Salmon fillets (1.5-2 lbs total): Look for center-cut pieces that are about 1-inch thick. Wild-caught salmon has a deeper flavor and firmer texture than farmed, but both work beautifully. Ask your fishmonger to remove pin bones if they haven't already. The skin-on versus skin-off debate? I prefer skin-on because it helps keep the fish moist and creates a delicious crispy edge when baked.
Fresh lemons (2 large): Skip the bottled juice here—fresh makes a world of difference. You'll need both the zest and juice. When selecting lemons, look for ones that feel heavy for their size and have smooth, thin skin. These will be the juiciest. Store extras in the fridge to keep them fresh longer.
Black pepper (2 teaspoons): Freshly cracked is non-negotiable. Pre-ground pepper loses its potency quickly and won't give you that same peppery kick. I like to use a mix of coarse and fine cracks for textural interest. Tellicherry peppercorns are my go-to for their complex, fruity notes.
===
EXERCISE GOAL >> Quote the salmon recipe ingredient notes word for word, between "Salmon fillets (1.5-2" and "edge when baked.", inclusive. Rely only on the salmon recipe ingredient notes to complete this work.

(Lines of data)
===
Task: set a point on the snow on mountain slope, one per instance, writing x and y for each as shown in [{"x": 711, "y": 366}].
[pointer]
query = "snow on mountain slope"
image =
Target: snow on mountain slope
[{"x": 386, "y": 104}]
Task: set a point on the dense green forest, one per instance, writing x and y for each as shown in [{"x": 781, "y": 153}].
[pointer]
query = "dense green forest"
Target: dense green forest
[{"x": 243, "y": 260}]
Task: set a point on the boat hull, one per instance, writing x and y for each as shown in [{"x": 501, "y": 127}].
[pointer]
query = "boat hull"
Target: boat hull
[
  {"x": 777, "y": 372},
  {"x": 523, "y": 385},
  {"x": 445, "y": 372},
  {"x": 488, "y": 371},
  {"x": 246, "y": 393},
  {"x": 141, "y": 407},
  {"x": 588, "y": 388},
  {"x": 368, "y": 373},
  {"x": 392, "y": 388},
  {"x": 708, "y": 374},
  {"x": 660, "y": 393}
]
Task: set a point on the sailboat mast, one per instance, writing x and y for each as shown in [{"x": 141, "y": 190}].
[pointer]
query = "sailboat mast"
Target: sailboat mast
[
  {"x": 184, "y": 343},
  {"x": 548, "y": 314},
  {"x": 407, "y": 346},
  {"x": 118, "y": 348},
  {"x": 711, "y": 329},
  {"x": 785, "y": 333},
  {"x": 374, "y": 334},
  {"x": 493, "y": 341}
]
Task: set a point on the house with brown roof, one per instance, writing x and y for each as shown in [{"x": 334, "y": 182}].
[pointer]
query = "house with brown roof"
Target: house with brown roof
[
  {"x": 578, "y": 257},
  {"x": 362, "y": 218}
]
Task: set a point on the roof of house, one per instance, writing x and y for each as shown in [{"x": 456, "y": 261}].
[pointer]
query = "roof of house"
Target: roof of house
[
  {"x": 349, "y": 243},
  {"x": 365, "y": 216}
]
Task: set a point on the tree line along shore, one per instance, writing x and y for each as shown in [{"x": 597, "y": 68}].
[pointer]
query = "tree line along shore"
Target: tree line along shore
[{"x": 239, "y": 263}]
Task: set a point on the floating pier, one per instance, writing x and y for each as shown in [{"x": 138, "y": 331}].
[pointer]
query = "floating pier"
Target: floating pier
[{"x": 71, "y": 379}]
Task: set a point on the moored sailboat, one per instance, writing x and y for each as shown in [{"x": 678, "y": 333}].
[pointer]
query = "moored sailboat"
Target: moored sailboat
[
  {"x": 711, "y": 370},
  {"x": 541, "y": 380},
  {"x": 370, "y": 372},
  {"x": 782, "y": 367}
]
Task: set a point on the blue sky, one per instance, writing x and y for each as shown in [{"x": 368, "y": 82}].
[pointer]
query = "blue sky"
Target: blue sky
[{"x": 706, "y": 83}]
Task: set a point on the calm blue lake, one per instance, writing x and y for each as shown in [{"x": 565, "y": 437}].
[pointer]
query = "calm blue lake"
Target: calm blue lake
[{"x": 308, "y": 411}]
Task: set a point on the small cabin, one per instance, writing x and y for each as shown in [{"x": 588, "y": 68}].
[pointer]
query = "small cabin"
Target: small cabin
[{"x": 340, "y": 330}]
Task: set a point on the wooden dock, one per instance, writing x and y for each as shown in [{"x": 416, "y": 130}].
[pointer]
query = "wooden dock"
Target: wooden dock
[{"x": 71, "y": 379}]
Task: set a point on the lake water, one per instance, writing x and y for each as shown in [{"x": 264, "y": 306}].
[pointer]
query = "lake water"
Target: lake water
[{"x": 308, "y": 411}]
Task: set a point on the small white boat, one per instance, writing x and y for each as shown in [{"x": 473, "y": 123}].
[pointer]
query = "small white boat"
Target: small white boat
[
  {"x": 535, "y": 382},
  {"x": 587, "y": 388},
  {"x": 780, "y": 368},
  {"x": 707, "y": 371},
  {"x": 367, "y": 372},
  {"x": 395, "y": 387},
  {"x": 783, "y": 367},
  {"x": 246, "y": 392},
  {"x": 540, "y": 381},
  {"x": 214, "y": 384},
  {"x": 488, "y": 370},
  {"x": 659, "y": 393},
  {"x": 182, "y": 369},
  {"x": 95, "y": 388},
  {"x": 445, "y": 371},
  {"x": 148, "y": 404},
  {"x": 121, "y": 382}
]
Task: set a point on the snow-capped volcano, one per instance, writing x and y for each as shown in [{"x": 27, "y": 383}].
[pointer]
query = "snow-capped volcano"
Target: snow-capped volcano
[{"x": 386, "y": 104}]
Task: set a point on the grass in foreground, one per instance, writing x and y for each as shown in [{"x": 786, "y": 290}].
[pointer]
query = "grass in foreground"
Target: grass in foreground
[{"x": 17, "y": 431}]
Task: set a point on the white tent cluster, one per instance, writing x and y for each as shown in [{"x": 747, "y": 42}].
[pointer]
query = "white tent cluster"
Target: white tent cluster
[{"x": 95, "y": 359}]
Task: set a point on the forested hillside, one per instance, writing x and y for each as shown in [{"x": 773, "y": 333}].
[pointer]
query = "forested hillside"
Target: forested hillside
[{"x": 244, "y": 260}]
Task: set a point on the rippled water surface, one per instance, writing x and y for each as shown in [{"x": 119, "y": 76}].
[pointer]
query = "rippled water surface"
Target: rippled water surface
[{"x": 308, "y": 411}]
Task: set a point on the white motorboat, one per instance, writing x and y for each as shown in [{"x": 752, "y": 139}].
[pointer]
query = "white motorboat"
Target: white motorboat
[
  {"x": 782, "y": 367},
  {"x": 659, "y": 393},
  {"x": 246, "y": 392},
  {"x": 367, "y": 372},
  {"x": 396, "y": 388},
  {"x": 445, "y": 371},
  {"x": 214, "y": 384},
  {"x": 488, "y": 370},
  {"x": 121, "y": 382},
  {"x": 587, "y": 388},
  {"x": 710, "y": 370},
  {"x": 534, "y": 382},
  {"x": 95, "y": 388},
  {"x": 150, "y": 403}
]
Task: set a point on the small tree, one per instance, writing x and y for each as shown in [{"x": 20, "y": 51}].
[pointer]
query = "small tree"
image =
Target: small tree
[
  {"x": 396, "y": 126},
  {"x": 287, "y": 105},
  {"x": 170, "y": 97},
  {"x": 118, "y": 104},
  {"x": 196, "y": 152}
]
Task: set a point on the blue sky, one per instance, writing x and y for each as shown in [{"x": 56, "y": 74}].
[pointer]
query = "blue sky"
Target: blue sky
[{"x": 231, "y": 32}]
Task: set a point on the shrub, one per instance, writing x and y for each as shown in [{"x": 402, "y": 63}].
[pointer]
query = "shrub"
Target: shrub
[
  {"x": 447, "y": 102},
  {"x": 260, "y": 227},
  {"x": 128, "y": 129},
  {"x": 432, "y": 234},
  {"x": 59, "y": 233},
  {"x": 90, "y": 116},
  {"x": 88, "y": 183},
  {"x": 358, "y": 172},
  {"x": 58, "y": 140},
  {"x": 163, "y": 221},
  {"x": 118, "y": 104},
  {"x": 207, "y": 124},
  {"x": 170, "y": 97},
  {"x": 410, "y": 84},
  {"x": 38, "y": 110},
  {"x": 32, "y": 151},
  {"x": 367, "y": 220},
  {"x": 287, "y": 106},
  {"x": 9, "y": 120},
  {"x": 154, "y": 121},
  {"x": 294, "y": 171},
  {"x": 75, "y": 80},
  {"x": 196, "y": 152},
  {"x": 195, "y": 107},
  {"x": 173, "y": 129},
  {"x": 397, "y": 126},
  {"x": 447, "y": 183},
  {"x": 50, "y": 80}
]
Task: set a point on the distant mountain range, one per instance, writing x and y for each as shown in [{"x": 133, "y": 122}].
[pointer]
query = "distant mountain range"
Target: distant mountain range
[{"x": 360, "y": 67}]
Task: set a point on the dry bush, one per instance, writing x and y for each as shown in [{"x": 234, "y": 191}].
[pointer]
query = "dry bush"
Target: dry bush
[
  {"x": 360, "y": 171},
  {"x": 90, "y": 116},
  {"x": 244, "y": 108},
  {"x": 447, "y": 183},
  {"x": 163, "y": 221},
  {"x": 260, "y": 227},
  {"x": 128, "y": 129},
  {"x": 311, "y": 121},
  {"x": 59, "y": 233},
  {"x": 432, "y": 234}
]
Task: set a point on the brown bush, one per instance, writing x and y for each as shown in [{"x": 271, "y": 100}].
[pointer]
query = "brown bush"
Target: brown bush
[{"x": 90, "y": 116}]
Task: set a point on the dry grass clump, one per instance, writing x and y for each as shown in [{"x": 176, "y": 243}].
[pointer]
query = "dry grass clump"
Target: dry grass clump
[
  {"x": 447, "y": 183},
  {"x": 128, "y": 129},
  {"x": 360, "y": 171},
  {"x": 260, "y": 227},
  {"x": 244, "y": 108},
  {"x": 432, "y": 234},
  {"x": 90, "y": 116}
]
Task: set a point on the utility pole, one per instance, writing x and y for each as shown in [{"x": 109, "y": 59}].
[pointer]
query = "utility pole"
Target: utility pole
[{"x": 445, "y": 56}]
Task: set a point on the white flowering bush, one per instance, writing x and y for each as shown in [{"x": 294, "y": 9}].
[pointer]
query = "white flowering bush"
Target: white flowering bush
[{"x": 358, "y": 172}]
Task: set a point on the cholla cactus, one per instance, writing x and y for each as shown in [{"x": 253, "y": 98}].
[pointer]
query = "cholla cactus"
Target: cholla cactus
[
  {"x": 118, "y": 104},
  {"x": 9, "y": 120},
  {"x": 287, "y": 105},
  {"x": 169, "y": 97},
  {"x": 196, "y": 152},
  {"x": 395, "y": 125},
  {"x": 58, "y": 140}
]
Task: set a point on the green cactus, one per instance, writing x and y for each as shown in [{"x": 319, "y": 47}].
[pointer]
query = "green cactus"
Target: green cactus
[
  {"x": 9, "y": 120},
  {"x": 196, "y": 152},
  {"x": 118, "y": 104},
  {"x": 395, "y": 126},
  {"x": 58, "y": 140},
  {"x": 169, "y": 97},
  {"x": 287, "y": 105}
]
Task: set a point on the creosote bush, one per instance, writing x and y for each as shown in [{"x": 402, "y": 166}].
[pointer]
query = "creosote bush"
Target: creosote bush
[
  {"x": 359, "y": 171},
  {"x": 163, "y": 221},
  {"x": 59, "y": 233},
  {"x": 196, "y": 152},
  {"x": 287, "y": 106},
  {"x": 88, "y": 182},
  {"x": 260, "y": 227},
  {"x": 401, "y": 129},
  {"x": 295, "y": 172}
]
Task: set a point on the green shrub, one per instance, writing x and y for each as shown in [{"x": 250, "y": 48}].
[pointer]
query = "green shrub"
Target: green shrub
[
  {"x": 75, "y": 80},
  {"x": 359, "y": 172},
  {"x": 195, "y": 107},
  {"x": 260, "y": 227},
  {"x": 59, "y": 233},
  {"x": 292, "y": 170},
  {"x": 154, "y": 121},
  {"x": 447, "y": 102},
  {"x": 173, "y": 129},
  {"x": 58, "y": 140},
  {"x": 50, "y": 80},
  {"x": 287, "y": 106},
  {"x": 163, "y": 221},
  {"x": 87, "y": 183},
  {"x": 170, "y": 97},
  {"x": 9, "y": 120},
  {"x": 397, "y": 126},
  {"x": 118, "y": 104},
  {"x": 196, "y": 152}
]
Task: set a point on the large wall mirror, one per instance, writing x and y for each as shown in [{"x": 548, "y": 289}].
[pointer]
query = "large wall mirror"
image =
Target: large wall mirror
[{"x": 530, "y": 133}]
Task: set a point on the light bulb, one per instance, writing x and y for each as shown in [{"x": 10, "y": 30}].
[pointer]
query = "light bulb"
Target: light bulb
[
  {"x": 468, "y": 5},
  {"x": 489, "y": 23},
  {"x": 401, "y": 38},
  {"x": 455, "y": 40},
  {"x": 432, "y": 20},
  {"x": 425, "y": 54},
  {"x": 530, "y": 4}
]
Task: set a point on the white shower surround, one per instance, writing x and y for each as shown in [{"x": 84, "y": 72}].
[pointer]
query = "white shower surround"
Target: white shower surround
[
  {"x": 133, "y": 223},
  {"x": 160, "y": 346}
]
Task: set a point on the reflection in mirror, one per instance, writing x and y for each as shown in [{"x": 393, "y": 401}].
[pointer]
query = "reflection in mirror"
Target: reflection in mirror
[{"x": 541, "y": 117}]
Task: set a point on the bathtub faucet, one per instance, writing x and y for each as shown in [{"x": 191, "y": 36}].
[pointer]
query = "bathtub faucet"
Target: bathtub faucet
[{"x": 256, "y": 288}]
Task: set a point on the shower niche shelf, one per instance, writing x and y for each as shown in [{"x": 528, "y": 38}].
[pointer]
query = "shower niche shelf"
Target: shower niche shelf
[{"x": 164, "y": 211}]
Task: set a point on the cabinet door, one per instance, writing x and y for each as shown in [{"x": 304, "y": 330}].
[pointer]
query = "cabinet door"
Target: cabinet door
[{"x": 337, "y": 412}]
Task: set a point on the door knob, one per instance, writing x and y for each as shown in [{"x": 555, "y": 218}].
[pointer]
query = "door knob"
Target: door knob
===
SOLUTION >>
Salmon fillets (1.5-2 lbs total): Look for center-cut pieces that are about 1-inch thick. Wild-caught salmon has a deeper flavor and firmer texture than farmed, but both work beautifully. Ask your fishmonger to remove pin bones if they haven't already. The skin-on versus skin-off debate? I prefer skin-on because it helps keep the fish moist and creates a delicious crispy edge when baked.